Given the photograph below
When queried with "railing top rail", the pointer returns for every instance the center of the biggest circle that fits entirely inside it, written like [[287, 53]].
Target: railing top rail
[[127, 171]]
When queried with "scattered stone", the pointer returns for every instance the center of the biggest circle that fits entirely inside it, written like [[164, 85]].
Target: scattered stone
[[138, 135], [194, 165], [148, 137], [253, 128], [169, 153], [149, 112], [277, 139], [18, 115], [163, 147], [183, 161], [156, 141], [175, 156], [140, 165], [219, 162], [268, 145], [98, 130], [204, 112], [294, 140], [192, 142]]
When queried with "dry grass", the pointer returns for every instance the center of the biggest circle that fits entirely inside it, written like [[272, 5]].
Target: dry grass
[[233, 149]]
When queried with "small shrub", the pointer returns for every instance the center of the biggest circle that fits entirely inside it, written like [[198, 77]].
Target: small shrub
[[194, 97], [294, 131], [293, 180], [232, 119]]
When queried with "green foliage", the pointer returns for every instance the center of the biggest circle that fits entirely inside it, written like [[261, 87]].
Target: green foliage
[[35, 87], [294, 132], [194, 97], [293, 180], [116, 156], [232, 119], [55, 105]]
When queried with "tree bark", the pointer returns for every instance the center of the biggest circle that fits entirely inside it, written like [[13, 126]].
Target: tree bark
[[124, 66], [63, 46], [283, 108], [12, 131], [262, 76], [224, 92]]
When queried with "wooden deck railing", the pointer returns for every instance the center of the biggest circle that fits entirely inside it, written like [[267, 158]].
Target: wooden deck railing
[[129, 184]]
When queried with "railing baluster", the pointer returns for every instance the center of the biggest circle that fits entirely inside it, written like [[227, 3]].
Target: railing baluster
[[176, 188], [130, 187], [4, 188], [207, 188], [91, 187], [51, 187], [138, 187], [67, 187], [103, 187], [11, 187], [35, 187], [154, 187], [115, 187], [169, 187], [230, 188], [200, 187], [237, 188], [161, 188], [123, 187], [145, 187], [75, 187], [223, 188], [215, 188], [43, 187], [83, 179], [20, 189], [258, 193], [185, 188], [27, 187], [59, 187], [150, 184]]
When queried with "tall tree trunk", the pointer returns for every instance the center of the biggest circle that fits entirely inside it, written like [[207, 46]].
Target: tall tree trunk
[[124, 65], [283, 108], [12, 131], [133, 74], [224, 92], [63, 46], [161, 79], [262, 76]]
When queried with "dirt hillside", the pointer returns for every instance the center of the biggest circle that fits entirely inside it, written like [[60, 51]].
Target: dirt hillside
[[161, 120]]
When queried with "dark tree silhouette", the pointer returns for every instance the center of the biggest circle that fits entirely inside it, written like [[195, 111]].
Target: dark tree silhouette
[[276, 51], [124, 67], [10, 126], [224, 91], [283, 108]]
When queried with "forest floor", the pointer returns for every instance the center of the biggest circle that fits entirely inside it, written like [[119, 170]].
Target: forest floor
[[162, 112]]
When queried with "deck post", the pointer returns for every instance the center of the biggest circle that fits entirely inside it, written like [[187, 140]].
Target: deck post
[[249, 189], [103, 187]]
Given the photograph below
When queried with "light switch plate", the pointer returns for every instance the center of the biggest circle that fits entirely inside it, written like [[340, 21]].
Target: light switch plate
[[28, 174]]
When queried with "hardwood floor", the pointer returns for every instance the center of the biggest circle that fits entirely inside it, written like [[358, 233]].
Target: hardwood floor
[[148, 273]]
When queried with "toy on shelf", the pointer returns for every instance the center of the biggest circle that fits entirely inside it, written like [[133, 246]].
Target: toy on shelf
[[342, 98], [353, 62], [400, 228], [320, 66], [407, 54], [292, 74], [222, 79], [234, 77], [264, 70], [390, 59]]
* * *
> **WHAT IS BEING ASKED**
Copy out all of the entries above word for word, keeping every line as it appears.

> **TASK RESULT**
Given the photograph below
When queried with "railing top rail", the pointer returns for every instance the center of the biggest circle that fits entirely inside it, written like [[287, 53]].
Target: railing top rail
[[127, 171]]
When queried with "scattered stone", the pointer returns for every instance the center of the biggest circle that fits entirely inside it, written like [[164, 85]].
Target: scattered stone
[[138, 135], [194, 165], [148, 137], [253, 128], [169, 153], [149, 112], [277, 139], [18, 115], [163, 147], [183, 161], [156, 141], [175, 156], [140, 165], [219, 162], [268, 145], [98, 130], [204, 112], [294, 140], [192, 142]]
When queried with "dry grass", the pointer returns for every instance the center of the biggest circle that fits entirely inside it, written like [[272, 5]].
Target: dry grass
[[233, 149]]
When queried with "small shrub", the pointer returns for every instance the center of the biggest circle that fits entirely inside it, written like [[198, 77]].
Target: small shrub
[[194, 97], [294, 131], [293, 180], [232, 119]]
When queried with "green foliage", the pointer returns for every instance the center of the biggest circle that fits entirely inside it, written like [[261, 87]].
Target: green foliage
[[35, 87], [294, 132], [194, 97], [293, 180], [116, 156], [232, 119], [55, 105]]
When queried with "tree bark", the pointer returns for every instance the center of the biggest circle that fits entirely inside it, written like [[13, 126]].
Target: tree bark
[[124, 66], [63, 46], [283, 108], [12, 131], [262, 76], [224, 92]]
When queried with "wooden deck railing", the pointer returns for every instance the center of the biggest circle that fits entirely inside it, written like [[267, 158]].
Target: wooden deck railing
[[129, 184]]
When queried with "railing baluster", the pointer returns for every instance the center of the biggest circle that fits entirely inside it, written like [[227, 3]].
Target: railing baluster
[[176, 188], [130, 187], [4, 188], [207, 188], [91, 187], [51, 187], [138, 187], [67, 187], [103, 187], [11, 187], [35, 187], [154, 187], [115, 187], [169, 187], [230, 188], [200, 187], [237, 188], [161, 188], [123, 187], [145, 187], [75, 187], [223, 188], [215, 188], [43, 187], [83, 179], [20, 189], [258, 193], [185, 188], [27, 187], [59, 187], [150, 184]]
When queried with "tall tree trunk", the pointer returns for every instance the center of the biggest circle that fits entirely inside it, written like [[207, 46]].
Target: tall tree trunk
[[124, 65], [283, 108], [12, 131], [133, 74], [224, 92], [63, 46], [161, 79], [262, 76]]
When queried with "dirt hillside", the pointer returns for every instance the center of the biggest circle that fits entirely inside it, written like [[60, 51]].
Target: dirt hillside
[[161, 120]]
When queried with "dark tree silhouette", the pointer returns for every instance the center of the biggest circle that fits entirely inside it, written like [[195, 111]].
Target: dark tree silhouette
[[276, 51], [124, 67], [10, 126], [224, 91], [283, 108]]
When queried with "forest floor", the pointer returns for every instance the center of the biggest circle that fits entirely inside it, written like [[119, 170]].
Target: forest floor
[[162, 112]]
When queried with "deck post", the pointer returns for every instance the center of the biggest circle that fits entirely inside it, written like [[187, 140]].
Target: deck post
[[249, 189], [103, 187]]
Given the photograph below
When queried with "light switch plate", the pointer returns for every instance the center of the biggest circle that fits entirely inside it, written like [[340, 21]].
Target: light switch plate
[[28, 174]]
When queried with "hardwood floor", the pointer returns for every instance the center of the biggest circle that fits entirely inside it, written like [[358, 233]].
Target: hardwood floor
[[148, 273]]
When queried with "toy on shelf", the pointer returns for every instance the center of the biggest circle that fits entirely inside it, written like [[133, 246]].
Target: toy on shelf
[[342, 98], [353, 62], [400, 228], [320, 66], [407, 54], [292, 74], [222, 79], [234, 77], [264, 70], [390, 59]]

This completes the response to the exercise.